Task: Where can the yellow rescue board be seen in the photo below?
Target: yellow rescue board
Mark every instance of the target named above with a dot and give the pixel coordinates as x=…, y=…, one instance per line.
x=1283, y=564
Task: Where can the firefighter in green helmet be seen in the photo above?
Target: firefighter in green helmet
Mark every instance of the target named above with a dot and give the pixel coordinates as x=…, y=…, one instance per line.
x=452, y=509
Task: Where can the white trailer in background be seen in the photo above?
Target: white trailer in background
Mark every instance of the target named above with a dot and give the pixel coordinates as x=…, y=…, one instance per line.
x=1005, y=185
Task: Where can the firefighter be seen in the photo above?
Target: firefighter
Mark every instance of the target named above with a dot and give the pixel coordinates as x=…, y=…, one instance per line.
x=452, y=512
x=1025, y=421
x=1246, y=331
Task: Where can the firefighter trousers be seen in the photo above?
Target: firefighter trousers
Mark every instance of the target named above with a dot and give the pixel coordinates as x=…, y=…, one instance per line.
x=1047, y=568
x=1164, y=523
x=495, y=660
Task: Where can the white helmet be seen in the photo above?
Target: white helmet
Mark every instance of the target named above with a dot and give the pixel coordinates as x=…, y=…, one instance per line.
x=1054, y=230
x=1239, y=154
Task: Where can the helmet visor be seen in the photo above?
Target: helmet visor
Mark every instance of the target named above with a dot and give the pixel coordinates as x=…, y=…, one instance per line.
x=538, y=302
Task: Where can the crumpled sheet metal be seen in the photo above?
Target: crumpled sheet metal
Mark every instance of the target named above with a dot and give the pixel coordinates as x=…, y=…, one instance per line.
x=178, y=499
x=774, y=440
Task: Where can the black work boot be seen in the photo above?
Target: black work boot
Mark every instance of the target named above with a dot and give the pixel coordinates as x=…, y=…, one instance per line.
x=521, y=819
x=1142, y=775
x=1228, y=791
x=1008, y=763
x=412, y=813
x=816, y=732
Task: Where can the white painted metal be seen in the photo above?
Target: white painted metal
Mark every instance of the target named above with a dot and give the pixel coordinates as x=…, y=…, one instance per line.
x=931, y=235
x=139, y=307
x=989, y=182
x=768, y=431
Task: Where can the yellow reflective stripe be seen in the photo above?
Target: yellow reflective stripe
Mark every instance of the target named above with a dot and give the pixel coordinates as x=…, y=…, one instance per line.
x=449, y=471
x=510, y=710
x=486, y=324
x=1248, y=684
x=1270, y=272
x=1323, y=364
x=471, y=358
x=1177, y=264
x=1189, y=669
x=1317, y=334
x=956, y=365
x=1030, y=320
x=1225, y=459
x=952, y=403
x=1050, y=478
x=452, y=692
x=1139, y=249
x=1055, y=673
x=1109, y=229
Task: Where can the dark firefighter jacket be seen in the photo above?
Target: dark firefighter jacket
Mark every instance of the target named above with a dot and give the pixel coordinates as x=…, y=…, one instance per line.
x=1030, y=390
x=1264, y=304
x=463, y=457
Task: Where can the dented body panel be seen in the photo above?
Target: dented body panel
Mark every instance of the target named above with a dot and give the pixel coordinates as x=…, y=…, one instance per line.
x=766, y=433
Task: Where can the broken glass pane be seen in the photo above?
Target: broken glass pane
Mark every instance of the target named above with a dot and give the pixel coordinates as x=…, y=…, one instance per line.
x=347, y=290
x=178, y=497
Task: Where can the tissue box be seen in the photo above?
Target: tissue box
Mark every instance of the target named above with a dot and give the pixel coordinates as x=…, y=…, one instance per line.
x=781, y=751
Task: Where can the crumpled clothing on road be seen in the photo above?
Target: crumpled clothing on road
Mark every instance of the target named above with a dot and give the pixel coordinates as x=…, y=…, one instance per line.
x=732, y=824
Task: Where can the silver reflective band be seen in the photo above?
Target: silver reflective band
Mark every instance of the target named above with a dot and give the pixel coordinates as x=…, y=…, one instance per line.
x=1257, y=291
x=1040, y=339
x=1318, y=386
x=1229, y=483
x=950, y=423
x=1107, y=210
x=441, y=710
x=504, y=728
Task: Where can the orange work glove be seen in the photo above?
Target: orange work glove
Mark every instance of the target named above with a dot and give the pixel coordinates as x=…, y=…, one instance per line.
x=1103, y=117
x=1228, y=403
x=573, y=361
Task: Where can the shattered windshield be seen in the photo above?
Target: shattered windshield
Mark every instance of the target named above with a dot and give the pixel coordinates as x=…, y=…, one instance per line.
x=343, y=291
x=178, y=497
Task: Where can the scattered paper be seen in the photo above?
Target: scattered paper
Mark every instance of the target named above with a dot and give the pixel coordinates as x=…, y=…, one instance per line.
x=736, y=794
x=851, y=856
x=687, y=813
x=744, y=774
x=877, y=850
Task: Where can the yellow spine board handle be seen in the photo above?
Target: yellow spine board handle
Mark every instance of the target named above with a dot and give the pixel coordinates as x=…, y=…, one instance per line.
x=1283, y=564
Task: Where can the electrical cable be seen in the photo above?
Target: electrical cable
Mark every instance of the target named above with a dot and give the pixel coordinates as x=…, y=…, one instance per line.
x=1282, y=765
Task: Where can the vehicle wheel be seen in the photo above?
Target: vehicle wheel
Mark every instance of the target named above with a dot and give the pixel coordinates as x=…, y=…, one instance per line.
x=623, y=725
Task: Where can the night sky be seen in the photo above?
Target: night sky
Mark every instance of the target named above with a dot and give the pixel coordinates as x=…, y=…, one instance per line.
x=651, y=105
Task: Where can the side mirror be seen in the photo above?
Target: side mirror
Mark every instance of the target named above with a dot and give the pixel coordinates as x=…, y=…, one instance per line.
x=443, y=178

= = = = = = =

_Problem statement_. Rewrite the part of the records that opens with the line containing "Task: Where can the broken" and closes with the line containing "x=781, y=751", substituting "first aid kit" for "tissue box" and leaving everything else unchanged.

_Response_.
Task: Where can the broken glass pane be seen in the photo above?
Target: broken glass pane
Mark every instance of the target named above with a dot and give the pixel coordinates as x=…, y=…, one instance per line.
x=347, y=290
x=178, y=497
Task: Where can the first aid kit be seen in the photo above?
Target: first aid kit
Mark every instance of the target named above with a dot and give the pixel coordinates as x=…, y=…, one instance per line.
x=781, y=751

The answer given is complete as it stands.